**Brief**
Copy the data that follows, character for character, minus the pictures.

**Information given**

#####

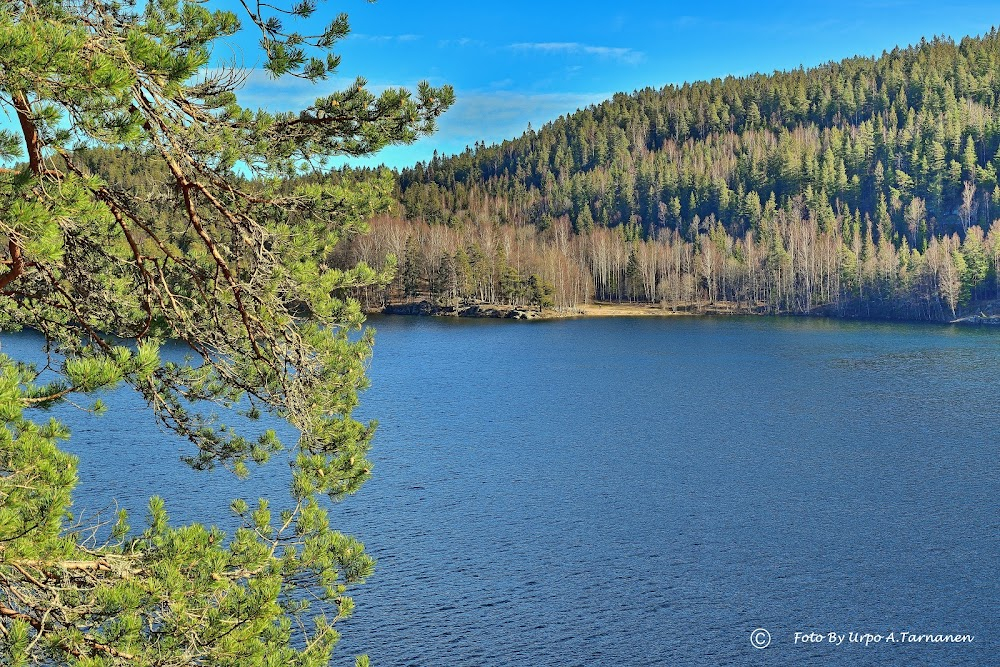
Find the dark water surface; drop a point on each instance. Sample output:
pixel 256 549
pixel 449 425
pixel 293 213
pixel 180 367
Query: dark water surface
pixel 648 491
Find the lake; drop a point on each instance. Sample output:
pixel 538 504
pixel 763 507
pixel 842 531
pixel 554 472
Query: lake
pixel 648 491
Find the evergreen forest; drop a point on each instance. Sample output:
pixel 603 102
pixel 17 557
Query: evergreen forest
pixel 861 188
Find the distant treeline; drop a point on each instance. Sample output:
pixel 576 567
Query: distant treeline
pixel 789 265
pixel 866 187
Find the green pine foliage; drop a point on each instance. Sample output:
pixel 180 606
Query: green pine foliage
pixel 141 203
pixel 857 188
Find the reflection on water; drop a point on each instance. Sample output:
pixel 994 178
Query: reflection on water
pixel 645 491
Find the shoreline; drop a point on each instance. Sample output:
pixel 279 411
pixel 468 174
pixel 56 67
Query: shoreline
pixel 426 308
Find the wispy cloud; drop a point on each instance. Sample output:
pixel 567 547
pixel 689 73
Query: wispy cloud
pixel 620 54
pixel 461 42
pixel 360 36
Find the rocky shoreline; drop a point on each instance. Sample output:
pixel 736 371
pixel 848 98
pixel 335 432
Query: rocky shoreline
pixel 988 316
pixel 427 308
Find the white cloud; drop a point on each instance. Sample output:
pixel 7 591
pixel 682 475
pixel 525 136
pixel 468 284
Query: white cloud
pixel 383 38
pixel 461 42
pixel 620 54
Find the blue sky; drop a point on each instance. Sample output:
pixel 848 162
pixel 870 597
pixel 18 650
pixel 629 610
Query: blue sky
pixel 514 62
pixel 517 62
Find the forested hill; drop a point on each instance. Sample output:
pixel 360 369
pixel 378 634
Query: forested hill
pixel 906 139
pixel 866 187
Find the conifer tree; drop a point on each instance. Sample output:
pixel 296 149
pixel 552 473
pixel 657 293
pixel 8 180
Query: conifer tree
pixel 223 253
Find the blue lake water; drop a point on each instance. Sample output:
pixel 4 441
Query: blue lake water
pixel 647 491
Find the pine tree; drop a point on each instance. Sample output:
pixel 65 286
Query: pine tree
pixel 224 254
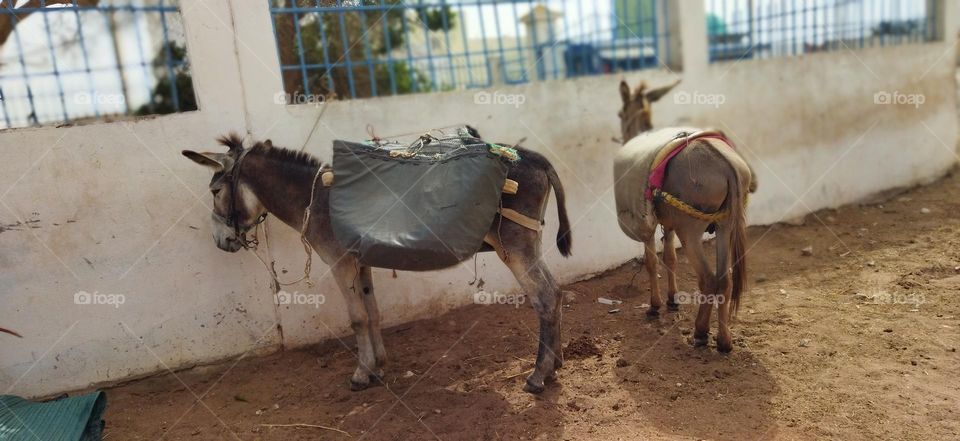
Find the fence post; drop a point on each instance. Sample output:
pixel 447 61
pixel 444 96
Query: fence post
pixel 947 23
pixel 688 35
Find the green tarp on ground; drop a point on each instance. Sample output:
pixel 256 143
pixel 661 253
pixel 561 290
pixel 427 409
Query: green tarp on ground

#####

**Answer box**
Find the dark water surface; drop a point on each instance. Sample output:
pixel 256 549
pixel 449 425
pixel 293 213
pixel 180 367
Query: dark water surface
pixel 648 491
Find the lake; drop a point on each instance. Sample output:
pixel 538 504
pixel 763 507
pixel 842 531
pixel 554 472
Query: lake
pixel 648 491
Find the evergreen forest; drop a point on each instance. Sample output:
pixel 603 102
pixel 17 557
Query: evergreen forest
pixel 861 188
Find the distant treeline; drop a point on each instance. Sample output:
pixel 576 567
Query: distant treeline
pixel 789 265
pixel 866 187
Find the green pine foliage; drop a point on each instance. Sample output:
pixel 180 606
Query: green pine foliage
pixel 141 203
pixel 857 188
Find the reflection on water; drop a point on each instance. Sample output:
pixel 994 178
Query: reflection on water
pixel 645 491
Find the shoreline; drop a point on each instance. Sample output:
pixel 279 411
pixel 468 174
pixel 56 67
Query: shoreline
pixel 426 308
Find the wispy cloud; drop a point on each instance. Sample output:
pixel 567 547
pixel 689 73
Query: wispy cloud
pixel 620 54
pixel 461 42
pixel 360 36
Find the rocky shoreline; drop a point on each instance. Sample output:
pixel 736 371
pixel 848 98
pixel 335 432
Query: rocky shoreline
pixel 988 316
pixel 427 308
Find the white cloud; drop a point on each instance. Sample output:
pixel 7 591
pixel 682 475
pixel 525 136
pixel 468 284
Query: white cloud
pixel 383 38
pixel 461 42
pixel 620 54
Find the blue sky; drop a point on each instance. Sample output:
pixel 848 162
pixel 870 597
pixel 18 650
pixel 629 610
Query: blue sky
pixel 514 62
pixel 517 62
Find the forested hill; drop a point on each instance. Sample output:
pixel 360 369
pixel 378 634
Query: forested hill
pixel 906 139
pixel 866 187
Find the conifer tree; drop a point on each instance. Sample output:
pixel 296 149
pixel 552 473
pixel 657 293
pixel 8 180
Query: conifer tree
pixel 223 253
Find the blue lake water; drop a point on each instance. Sample output:
pixel 4 441
Query: blue lake water
pixel 647 491
Find the pine tree; drop a point on each instance. Sample output:
pixel 65 286
Query: pine tree
pixel 224 254
Find the fence post; drop a point on each instance. Sample output:
pixel 447 61
pixel 444 96
Query: fence post
pixel 947 23
pixel 688 35
Find the green tarp on ground; drop a point on each instance. Sample output:
pixel 256 143
pixel 661 253
pixel 561 290
pixel 427 409
Query: green tarp on ground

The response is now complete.